**Vorliegender Text**
□ □ □ □
Ab wann lohnt sich eine energetische Erneuerung auch finanziell?

23 08 Foerdergelder Energetische Sanierung

Die Kosten-Nutzen-Rechnung einer energetischen Gebäudemodernisierung ist knifflig: Von den Investitionen lassen sich zum einen Fördergelder und steuerliche Vorteile abziehen, zum andern schlägt auch der verringerte Energieverbrauch zu Buche. Zudem können bei Renditeliegenschaften die wertvermehrenden Investitionen teilweise auf den Mietzins überwälzt werden. Aber die Amortisation dauert ein paar Jahre. Ab wann lohnt es sich?

Artikel von Mauro Formoso, Real Estate Consultant im Bereich Consulting & Development

Wir zeigen das Kosten-Nutzen-Verhältnis anhand eines fiktiven Beispiels auf. Modellobjekt ist ein Mehrfamilienhaus in der Stadt Winterthur mit Baujahr 1985, Gasheizung, 12 Wohnungen und einer Gesamtwohnfläche von 1’080m2 respektive einer Energiebezugsfläche (EBF) von 1’380m2. Die Gebäudehülle ist ungedämmt. Es wird im bewohnten Zustand saniert.
□ □ □ □
**Zu erledigen**
1) Beantworte kurz drei Fragen zum Text über energetische Sanierung:
(a) Welche Investitionen lassen sich bei Renditeliegenschaften teilweise auf den Mietzins überwälzen?
(b) In welchem Bereich ist Mauro Formoso als Real Estate Consultant tätig?
(c) Wie viele Wohnungen hat das Modellobjekt?
2) Führe den Text über energetische Sanierung nach seinem letzten Satz weiter.
Die Auflistung stammt aus einer anderen Quelle.
□ □ □ □
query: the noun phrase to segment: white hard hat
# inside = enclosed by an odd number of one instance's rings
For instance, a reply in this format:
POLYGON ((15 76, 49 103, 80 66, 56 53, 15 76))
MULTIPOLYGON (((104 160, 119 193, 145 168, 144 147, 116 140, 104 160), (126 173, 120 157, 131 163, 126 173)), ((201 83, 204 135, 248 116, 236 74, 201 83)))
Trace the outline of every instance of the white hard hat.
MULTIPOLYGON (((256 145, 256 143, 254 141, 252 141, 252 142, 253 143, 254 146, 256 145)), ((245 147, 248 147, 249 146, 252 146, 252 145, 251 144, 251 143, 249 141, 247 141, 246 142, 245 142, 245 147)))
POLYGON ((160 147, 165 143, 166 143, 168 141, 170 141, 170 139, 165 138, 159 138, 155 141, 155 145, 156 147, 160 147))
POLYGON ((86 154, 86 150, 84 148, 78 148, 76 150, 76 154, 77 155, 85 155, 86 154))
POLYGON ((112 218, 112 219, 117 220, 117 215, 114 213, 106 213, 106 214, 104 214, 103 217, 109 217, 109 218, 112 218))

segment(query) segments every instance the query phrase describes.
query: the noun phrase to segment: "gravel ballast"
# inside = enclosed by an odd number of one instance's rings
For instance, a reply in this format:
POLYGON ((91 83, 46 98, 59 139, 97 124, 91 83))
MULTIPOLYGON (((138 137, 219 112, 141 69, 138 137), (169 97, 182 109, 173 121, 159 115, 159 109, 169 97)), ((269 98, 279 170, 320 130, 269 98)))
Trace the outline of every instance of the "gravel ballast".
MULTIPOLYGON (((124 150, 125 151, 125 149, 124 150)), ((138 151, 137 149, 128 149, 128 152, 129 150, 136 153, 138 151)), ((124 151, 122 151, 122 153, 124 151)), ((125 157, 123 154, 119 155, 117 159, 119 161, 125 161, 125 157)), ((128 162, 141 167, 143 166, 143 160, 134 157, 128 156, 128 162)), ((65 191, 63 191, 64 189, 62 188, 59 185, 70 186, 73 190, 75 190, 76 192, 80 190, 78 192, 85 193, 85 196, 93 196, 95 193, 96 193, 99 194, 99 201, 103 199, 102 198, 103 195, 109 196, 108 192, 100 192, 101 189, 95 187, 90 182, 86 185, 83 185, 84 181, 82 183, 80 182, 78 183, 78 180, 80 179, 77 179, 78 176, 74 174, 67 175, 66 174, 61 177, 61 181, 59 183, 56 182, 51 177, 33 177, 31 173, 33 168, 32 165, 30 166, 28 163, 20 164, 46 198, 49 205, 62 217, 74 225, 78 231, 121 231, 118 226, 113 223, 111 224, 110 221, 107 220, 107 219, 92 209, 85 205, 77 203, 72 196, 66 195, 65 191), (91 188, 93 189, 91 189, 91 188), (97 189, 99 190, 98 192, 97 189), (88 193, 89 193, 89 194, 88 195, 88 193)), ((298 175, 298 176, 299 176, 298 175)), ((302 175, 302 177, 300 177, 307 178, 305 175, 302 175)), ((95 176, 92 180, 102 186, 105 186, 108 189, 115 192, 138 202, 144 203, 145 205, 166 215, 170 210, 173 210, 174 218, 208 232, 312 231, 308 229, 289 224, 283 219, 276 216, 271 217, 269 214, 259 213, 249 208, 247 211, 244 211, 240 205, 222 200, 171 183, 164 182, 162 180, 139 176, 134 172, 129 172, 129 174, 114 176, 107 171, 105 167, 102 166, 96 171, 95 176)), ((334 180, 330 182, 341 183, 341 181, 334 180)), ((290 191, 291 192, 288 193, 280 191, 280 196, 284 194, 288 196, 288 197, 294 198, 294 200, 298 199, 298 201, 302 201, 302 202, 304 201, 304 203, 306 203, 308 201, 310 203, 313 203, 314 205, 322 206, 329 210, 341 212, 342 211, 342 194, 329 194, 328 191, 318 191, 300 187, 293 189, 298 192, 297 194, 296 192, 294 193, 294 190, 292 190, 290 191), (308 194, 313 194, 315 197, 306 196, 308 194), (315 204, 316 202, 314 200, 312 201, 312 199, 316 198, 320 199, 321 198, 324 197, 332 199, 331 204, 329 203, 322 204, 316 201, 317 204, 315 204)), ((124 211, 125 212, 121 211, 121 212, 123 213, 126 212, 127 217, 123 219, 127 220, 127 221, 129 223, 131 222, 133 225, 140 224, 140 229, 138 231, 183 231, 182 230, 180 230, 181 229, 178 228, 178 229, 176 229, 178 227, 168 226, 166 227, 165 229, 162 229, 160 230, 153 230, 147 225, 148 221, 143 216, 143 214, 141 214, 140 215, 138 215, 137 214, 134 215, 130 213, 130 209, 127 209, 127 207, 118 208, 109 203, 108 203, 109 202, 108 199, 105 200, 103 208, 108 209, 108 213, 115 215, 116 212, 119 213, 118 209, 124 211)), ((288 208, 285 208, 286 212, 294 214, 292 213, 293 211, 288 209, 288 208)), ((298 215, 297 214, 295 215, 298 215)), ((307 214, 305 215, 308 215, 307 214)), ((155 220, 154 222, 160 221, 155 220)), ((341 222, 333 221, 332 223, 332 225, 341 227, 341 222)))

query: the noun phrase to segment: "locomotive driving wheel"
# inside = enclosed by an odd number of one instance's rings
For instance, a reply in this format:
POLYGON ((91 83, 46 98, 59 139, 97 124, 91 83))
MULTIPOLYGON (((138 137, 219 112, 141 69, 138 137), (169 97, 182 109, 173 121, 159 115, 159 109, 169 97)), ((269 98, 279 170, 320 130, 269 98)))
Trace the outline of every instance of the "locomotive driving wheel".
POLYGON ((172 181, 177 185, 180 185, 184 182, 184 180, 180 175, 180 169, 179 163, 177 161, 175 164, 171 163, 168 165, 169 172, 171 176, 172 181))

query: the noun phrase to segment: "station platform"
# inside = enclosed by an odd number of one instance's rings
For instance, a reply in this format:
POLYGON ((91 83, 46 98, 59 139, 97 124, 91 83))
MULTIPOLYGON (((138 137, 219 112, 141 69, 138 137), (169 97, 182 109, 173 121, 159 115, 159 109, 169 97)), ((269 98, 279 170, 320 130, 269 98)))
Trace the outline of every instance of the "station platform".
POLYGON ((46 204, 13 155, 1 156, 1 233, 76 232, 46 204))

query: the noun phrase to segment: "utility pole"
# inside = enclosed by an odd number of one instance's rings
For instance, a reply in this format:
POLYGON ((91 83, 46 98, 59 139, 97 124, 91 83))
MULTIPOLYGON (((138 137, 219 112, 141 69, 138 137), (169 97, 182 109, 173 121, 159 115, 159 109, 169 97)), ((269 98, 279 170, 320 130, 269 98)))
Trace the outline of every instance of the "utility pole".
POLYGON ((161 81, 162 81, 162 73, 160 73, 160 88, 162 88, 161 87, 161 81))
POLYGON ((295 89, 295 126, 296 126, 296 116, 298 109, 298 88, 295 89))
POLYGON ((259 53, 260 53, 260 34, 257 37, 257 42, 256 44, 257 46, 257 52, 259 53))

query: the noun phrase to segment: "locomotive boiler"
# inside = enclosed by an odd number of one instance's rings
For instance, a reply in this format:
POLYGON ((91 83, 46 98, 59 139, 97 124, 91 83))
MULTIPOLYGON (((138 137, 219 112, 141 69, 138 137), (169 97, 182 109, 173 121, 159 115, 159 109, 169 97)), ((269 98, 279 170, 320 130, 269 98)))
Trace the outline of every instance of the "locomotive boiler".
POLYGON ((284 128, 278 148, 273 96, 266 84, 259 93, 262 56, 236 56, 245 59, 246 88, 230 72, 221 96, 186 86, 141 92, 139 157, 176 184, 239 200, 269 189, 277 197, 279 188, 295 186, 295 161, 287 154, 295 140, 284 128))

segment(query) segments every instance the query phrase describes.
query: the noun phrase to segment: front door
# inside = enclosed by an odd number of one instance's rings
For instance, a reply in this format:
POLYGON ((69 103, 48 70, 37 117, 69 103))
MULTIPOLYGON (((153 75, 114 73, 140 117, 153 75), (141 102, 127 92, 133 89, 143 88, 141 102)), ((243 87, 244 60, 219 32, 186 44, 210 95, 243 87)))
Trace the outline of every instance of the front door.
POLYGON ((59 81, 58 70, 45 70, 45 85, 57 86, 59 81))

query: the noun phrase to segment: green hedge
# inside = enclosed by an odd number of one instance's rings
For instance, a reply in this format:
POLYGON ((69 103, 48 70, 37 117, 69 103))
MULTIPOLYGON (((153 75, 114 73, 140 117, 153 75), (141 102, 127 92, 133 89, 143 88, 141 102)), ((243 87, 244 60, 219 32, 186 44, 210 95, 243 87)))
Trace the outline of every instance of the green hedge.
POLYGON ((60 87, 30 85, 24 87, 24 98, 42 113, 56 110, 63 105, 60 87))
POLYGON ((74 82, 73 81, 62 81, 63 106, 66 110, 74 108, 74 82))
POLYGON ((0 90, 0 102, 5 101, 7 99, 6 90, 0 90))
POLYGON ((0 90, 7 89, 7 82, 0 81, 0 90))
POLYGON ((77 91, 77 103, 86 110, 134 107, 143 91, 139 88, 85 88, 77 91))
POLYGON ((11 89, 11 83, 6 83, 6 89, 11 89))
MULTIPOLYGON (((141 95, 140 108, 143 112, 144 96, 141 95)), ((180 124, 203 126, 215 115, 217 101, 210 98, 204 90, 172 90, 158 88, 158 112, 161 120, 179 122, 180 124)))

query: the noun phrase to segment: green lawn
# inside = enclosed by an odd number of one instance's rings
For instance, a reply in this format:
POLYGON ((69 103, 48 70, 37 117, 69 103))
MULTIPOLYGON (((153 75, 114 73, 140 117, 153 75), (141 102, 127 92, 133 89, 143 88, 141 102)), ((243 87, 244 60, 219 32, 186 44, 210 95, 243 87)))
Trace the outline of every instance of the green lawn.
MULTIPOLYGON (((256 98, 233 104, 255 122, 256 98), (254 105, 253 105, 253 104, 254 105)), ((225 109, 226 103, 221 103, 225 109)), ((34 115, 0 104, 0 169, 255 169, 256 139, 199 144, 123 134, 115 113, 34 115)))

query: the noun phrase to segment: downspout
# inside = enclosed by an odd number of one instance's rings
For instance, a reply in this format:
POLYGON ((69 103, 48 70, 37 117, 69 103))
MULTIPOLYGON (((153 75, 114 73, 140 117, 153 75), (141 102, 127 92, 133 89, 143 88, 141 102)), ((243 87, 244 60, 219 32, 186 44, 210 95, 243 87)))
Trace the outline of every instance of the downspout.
□ □ □ □
**Ergebnisse**
1)
(a) Die wertvermehrenden Investitionen.
(b) Im Bereich Consulting & Development.
(c) 12 Wohnungen.

2)
Verschiedene Szenarien rechnen – je nach strategischer Ausrichtung

Im Vorfeld einer Sanierung ist auf jeden Fall die strategische Ausrichtung der Liegenschaft zu prüfen. Dies kann je nach Standort und Art des Gebäudes zur Folge haben, dass unterschiedliche Themen für die Festlegung der Szenarien relevant sind: Baurechtliche Rahmenbedingungen, Grundrissqualitäten, Aussenraumgestaltung und mögliche Energieträger beispielsweise. Häufig ist die energetische Erneuerung nur eine von mehreren zu kombinierenden Massnahmen, die ins Auge gefasst werden sollten. Im vorliegenden Fall haben wir zwei Sanierungsvarianten untersucht:

Die Variante «Fortführung im Bestand» sieht eine oberflächliche Steildach- und Fassadensanierung vor. Konkret werden die Dachlattung und Dachabdichtung ersetzt sowie Risse in der Fassade saniert inkl. neuem Fassadenanstrich. Es werden dreifach isolierverglaste Fenster eingebaut. Die Gasheizung wird durch eine moderne, effizientere Gasheizung ersetzt. Die Sanierungskosten belaufen sich auf CHF 745’000.-

Die Variante «energetische Erneuerung» sieht einen kompletten Ersatz des Steildaches vor. Neben dem Ersatz der Dachlattung und -abdichtung wird eine Zwischen- und Aussensparrendämmung mit 20 cm dicken Holzfaserplatten angebracht. Die Fassaden werden mit einer 18 cm dicken Aussenwärmedämmung (Steinwolle) verpackt sowie neu verputzt und gestrichen. Wie bei der Variante «Fortführung im Bestand» werden dreifach isolierverglaste Fenster eingebaut. Die Gasheizung wird durch eine Erdsonden-Wärmepumpe ersetzt. Die Sanierungskosten belaufen sich auf CHF 1’155’000.-. Die Mehrkosten der energetischen Erneuerung betragen somit rund CHF 410’000.- respektive 55 Prozent.

Was bedeuten diese Sanierungsvarianten für Stockwerkeigentümer?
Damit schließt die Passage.